» 提示テキスト

◆ ◆ ◆ ◆ ◆ ◆ ◆

奥の細道を求めて

仏を求める旅

数学とはどのような学問であるか

数学の数(存在)の体系は、自然数ー分数ー整数ー無理数ー虚数、と増えてきた。

例えば、1+1=2 であるというのは、それは 2 という数があるからで、もし 2 という数がなかったら 1+1 の答えはどうなるだろうか。

[余談だけど、エジソンは小学生の時「なぜ 1+1=2 なのか」という質問を先生にして、先生の「そう憶えてしまえばいいんだ」という解答に納得できず、学校を退学してしまったらしい。先入観でしか〈ものごと〉を考えられない先生よりも、小学生のエジソンの方が〈ものごと〉の本質を掴んでいたということだ。ろくでもない固定観念に囚われてしまっている教師達が数多くいる。そんな教師とは早く別れてしまった方がいい。本物の先生とは、生徒と共に向上しようとするパートナーのことだ]

その答えは 10(イチゼロ)になる。私たちは十進法に慣れているので二進法を直感的に理解するのは難しいけど、コンピューターは二進法で計算している。それはコンピューターの認識できる単位が 「0(ちなみに、インドでのゼロの発見が数学という学問を生んだ。サンスクリット語でゼロと空は同じ言葉だ) と 1 との2つしかないからだ(ちなみに、二進法で数えると十進法の 3 は 11 、4 は 110、5 は 111 になる)。でも数えることができれば、それで計算もできる。

数学は最小限の前提だけを仮定してそこから理論を組み立てる学問だ。その前提の内の一つが数という単位であり、幾何学では直線がそれに当たる。ところが、幾何学の内部で絶対的な前提だと思われていた基本定理の1つが近世になって崩れてしまった。それがユークリッド幾何学の平行線定理と呼ばれているもので、2本の平行線は決して交わらない、という定理だ。この定理はその世界が平面なら必ず成立する。でも現実の世界は(一つの可能性として)地球がそうであるように球体をしているので「直線は二点間を結ぶ最短距離である」という定義を認めるなら、地球という大きな球体の平面の上では平行線はいつかどこかで必ず交わってしまう。

◆ ◆ ◆ ◆ ◆ ◆ ◆

» データ欄

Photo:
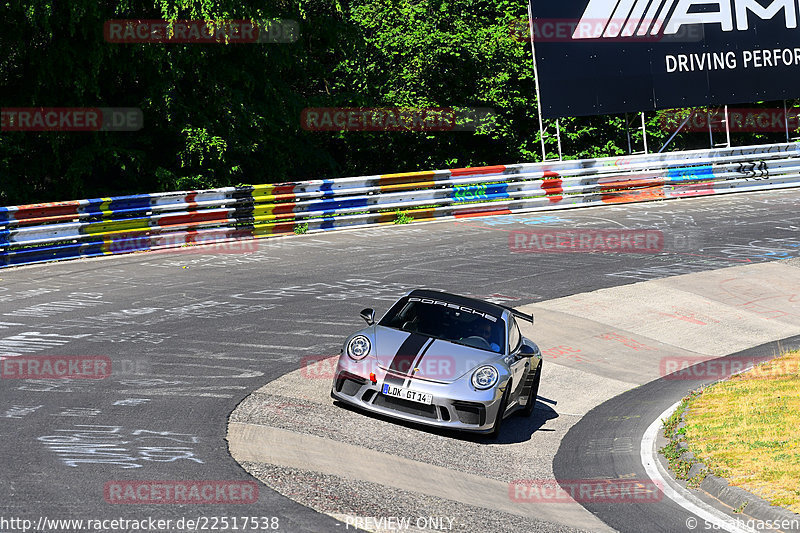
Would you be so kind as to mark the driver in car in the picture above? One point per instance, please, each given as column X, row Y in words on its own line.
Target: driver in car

◆ ◆ ◆ ◆ ◆ ◆ ◆

» 課題
上の提示テキストを、「例えば、1+1=2 であるというのは、それは 2」のある語句から始めて「は 111 になる)。でも数えることができれば、それで計算もできる。」の後で止め、その範囲を一字も変えずに写し直す。

» 記述回答
例えば、1+1=2 であるというのは、それは 2 という数があるからで、もし 2 という数がなかったら 1+1 の答えはどうなるだろうか。

[余談だけど、エジソンは小学生の時「なぜ 1+1=2 なのか」という質問を先生にして、先生の「そう憶えてしまえばいいんだ」という解答に納得できず、学校を退学してしまったらしい。先入観でしか〈ものごと〉を考えられない先生よりも、小学生のエジソンの方が〈ものごと〉の本質を掴んでいたということだ。ろくでもない固定観念に囚われてしまっている教師達が数多くいる。そんな教師とは早く別れてしまった方がいい。本物の先生とは、生徒と共に向上しようとするパートナーのことだ]

その答えは 10(イチゼロ)になる。私たちは十進法に慣れているので二進法を直感的に理解するのは難しいけど、コンピューターは二進法で計算している。それはコンピューターの認識できる単位が 「0(ちなみに、インドでのゼロの発見が数学という学問を生んだ。サンスクリット語でゼロと空は同じ言葉だ) と 1 との2つしかないからだ(ちなみに、二進法で数えると十進法の 3 は 11 、4 は 110、5 は 111 になる)。でも数えることができれば、それで計算もできる。